Don't miss our awards deadlines

How B2B CMOs can use first-party data to drive business growth in 2022

64% of B2B buyers cannot differentiate between one B2B brand’s digital experience and another

As part of The Drum’s Data Deep Dive, Merkle B2B’s Sudeshna Sen explains how B2B CMOs can build first-party data strategies that will future-proof their brands for sustainable business growth.

The massive shift to digital-first buying and selling is here to stay. The majority of B2B decision-makers now prefer digital self-service and, surprisingly, almost half of B2B buyers prefer not to interact with a sales representative at all, per Gartner. Also the majority are willing to make new, fully self-serve or remote purchases in excess of $50,000, per McKinsey.

However, B2B brands find themselves woefully unprepared to rise to the challenge of meeting this expectation. Recent Gartner research shows that 64% of B2B buyers cannot differentiate between one B2B brand’s digital experience and another.

So in this sea of sameness, how can brands build competitive advantage?

The most strategic place to start is your website, where B2B buyers come first and spend the most time exploring, learning and considering your products and services. While most chief marketing officers recognize the need for digital-first experiences, they are daunted by the scope of this undertaking, large investments and uncertain ROI to justify prioritization and budget allocation.

It does not have to be this hard and ambiguous. B2B brands are well poised to pivot to a digital-first self-serve experience that creates pipeline and revenue impact. It begins with investing in and building your first-party data strategy.

What does a first-party data strategy look like in B2B?

Businesses are now living in a complex multiverse of data coming from numerous sources across the website, app, call center and more, creating confusion around where to prioritize collection. Furthermore, businesses are preparing for a data privacy-first future with the deprecation of third-party cookies. Hence it’s imperative now to prioritize your first-party data investments and strategy.

First-party data is the key to unlocking a value-driven relationship with your buyers and it is so much more than CRM data on your known contacts and accounts. It is the veritable goldmine of data collected on digital interactions and transactions of B2B buyers, known and unknown, with your website app, and digital sales enablement tools such as Digital Asset Management (DAM) platforms, product information, e-commerce and order management tools.

It can help you identify and capitalize on moments that matter with the right content and next best action. How you proceed depends greatly on your first-party data strategy – anchored in your marketing goals, key gaps and opportunities, use cases and existing data architecture.

Here are three areas where you should double-down on your first-party data strategy to accelerate your digital-first experience:

1. Treat B2B buyers as humans first rather than job titles and companies

Business is personal. And yet brands segment B2B buyers based on job title, industry, accounts and intent, and serve undifferentiated and bland industry-centric experiences. No two decision makers with the same job title and industry are actually the same. By not recognizing this, we are missing opportunities to connect with them.

**REQUIREMENTS**
Echo everything in the article on first-party data from "Here are three" down to "connect with them.", word for word.

**SUPPLIED RECORDS**

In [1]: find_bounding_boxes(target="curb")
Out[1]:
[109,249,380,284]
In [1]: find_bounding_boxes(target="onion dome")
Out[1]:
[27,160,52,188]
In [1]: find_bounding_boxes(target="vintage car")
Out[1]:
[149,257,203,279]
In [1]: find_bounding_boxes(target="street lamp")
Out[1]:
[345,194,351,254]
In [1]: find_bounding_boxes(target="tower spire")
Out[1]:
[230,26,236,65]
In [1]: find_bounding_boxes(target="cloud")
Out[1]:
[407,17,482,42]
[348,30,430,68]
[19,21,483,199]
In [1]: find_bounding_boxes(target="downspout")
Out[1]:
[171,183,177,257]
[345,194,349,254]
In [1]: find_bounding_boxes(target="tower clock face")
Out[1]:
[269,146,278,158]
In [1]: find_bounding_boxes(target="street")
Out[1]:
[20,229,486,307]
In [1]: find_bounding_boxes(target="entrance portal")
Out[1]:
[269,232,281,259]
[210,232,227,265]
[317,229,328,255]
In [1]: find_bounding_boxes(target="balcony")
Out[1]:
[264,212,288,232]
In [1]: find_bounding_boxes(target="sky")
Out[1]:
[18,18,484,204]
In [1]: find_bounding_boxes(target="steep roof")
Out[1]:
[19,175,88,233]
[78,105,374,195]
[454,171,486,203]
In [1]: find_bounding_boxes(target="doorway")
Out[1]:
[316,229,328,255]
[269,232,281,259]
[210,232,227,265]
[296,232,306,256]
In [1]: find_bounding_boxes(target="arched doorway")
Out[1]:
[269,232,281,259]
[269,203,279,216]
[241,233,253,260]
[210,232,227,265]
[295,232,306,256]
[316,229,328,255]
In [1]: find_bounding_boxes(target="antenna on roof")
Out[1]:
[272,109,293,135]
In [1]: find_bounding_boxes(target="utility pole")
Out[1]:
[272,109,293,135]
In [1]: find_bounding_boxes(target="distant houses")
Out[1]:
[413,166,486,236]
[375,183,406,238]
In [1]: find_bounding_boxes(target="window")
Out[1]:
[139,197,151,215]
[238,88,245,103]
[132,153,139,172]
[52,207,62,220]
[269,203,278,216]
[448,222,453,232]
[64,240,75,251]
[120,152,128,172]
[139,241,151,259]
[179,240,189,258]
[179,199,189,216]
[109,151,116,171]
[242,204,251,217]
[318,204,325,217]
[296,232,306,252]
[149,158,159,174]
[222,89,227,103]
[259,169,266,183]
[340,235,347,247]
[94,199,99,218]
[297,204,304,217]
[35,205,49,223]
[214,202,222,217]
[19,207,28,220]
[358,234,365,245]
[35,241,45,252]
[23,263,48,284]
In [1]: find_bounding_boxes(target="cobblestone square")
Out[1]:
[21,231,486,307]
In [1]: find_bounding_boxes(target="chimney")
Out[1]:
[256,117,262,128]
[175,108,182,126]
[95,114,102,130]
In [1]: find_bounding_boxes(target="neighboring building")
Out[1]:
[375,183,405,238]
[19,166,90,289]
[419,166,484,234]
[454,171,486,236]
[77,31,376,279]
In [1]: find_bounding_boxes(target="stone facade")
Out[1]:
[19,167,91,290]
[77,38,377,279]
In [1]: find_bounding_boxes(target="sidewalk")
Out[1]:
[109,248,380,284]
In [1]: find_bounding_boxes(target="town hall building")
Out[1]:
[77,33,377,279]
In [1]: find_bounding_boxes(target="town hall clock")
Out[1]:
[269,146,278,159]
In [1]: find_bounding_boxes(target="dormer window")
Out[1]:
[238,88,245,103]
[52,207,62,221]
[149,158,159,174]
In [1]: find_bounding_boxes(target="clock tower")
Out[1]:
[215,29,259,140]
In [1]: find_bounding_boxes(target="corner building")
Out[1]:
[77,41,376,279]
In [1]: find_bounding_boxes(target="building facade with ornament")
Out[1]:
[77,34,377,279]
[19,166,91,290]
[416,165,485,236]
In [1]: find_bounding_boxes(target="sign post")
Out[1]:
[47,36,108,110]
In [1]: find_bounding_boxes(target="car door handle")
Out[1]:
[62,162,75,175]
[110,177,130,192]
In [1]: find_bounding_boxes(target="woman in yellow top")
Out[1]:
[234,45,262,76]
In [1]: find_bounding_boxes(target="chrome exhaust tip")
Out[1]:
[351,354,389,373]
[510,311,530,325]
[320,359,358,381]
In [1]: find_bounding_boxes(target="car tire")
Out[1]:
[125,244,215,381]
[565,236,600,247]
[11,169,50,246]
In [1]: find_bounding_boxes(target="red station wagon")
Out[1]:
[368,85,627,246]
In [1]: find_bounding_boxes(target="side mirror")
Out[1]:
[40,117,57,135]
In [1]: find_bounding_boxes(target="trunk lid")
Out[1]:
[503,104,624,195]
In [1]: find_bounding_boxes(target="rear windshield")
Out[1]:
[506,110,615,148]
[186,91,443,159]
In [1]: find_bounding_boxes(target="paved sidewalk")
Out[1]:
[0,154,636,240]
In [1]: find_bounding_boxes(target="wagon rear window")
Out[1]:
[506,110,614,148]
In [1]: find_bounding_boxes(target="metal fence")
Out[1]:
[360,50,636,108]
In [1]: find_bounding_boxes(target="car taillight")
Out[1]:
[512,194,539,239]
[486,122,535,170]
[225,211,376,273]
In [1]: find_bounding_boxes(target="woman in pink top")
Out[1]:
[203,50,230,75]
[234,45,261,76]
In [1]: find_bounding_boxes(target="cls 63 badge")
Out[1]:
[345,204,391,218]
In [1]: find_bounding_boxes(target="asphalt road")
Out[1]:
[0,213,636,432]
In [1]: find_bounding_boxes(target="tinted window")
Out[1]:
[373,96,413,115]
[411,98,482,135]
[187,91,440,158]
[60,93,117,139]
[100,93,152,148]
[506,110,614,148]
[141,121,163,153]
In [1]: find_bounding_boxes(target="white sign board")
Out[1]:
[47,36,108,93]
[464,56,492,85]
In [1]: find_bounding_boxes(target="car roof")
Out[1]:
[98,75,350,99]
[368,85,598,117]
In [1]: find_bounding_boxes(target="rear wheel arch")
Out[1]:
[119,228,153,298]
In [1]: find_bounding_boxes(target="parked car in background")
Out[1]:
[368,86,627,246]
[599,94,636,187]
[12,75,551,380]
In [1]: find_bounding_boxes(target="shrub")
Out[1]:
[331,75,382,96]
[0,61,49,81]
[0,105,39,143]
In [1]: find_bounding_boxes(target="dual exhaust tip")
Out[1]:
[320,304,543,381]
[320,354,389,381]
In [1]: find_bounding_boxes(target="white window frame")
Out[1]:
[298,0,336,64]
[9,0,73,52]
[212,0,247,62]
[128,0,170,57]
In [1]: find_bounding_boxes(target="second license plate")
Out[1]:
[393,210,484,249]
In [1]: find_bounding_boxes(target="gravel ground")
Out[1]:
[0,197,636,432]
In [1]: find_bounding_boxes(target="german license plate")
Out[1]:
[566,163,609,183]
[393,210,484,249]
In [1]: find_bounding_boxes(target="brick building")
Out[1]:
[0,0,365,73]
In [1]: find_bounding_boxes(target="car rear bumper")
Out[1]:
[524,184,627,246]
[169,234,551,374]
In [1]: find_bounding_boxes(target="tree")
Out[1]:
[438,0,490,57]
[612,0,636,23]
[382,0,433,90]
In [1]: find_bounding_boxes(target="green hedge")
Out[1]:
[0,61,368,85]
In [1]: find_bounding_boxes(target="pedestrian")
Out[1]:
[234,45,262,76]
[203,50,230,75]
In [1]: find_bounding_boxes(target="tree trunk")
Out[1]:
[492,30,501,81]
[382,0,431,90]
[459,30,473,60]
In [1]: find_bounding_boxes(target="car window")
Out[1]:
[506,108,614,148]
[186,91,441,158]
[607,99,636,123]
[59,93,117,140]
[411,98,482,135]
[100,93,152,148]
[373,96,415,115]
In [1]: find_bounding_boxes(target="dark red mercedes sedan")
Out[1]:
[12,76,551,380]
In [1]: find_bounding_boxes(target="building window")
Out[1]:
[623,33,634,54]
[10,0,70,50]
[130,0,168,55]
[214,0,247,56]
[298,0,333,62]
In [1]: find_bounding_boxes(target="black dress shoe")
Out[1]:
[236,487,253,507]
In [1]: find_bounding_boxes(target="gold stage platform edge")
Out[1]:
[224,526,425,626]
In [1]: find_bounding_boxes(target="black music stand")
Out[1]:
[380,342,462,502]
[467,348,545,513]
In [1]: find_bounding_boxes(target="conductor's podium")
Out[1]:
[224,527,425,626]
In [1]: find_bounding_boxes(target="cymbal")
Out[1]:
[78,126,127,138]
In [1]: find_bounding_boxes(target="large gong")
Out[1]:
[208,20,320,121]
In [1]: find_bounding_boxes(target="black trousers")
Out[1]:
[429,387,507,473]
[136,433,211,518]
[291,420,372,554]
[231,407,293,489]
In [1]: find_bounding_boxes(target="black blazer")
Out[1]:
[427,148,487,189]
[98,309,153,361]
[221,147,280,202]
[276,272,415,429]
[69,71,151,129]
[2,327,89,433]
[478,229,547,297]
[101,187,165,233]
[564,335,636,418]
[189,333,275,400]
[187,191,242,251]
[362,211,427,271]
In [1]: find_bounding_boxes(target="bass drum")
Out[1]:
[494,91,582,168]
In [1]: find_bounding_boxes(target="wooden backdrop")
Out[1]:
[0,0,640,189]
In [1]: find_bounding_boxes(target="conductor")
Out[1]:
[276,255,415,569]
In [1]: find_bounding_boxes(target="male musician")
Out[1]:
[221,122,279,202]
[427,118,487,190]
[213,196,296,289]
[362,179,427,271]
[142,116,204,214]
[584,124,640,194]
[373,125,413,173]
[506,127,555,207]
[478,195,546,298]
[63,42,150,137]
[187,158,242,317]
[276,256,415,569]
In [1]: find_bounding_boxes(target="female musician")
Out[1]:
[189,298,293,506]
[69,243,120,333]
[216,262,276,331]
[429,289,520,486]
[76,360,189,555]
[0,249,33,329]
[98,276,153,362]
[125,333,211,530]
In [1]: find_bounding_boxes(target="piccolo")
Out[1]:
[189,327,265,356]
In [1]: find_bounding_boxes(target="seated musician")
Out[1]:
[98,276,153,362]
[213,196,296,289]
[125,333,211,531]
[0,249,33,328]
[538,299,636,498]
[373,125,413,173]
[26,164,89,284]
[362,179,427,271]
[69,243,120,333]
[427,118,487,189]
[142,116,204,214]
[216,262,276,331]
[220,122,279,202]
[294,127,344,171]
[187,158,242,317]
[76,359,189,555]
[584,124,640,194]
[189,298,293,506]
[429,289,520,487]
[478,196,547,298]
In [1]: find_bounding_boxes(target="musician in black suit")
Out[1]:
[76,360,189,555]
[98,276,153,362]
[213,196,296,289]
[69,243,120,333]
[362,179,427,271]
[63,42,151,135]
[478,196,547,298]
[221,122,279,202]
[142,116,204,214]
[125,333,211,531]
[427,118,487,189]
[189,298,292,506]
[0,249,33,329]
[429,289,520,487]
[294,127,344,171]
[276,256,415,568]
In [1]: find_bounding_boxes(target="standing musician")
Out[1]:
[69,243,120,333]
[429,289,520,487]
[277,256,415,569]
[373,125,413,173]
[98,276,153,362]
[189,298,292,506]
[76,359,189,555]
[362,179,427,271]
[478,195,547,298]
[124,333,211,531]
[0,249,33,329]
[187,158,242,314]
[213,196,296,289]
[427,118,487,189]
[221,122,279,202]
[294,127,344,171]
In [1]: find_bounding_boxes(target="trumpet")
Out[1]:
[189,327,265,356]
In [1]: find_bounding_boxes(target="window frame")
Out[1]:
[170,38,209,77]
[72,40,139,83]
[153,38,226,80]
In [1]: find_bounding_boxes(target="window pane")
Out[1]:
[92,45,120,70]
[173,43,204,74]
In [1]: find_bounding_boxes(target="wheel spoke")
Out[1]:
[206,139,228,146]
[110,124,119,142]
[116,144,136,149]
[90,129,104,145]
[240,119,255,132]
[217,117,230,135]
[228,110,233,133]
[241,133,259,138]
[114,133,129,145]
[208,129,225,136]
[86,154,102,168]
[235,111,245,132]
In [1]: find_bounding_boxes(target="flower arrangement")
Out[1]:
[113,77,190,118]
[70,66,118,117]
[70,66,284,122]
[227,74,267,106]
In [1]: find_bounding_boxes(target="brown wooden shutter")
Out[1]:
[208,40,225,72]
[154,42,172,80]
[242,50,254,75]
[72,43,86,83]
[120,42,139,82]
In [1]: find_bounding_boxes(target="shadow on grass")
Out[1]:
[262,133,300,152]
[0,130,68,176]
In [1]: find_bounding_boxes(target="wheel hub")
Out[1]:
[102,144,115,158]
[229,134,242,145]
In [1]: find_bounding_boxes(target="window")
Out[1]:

**SOLUTION TO THIS PROBLEM**
Here are three areas where you should double-down on your first-party data strategy to accelerate your digital-first experience:

1. Treat B2B buyers as humans first rather than job titles and companies

Business is personal. And yet brands segment B2B buyers based on job title, industry, accounts and intent, and serve undifferentiated and bland industry-centric experiences. No two decision makers with the same job title and industry are actually the same. By not recognizing this, we are missing opportunities to connect with them.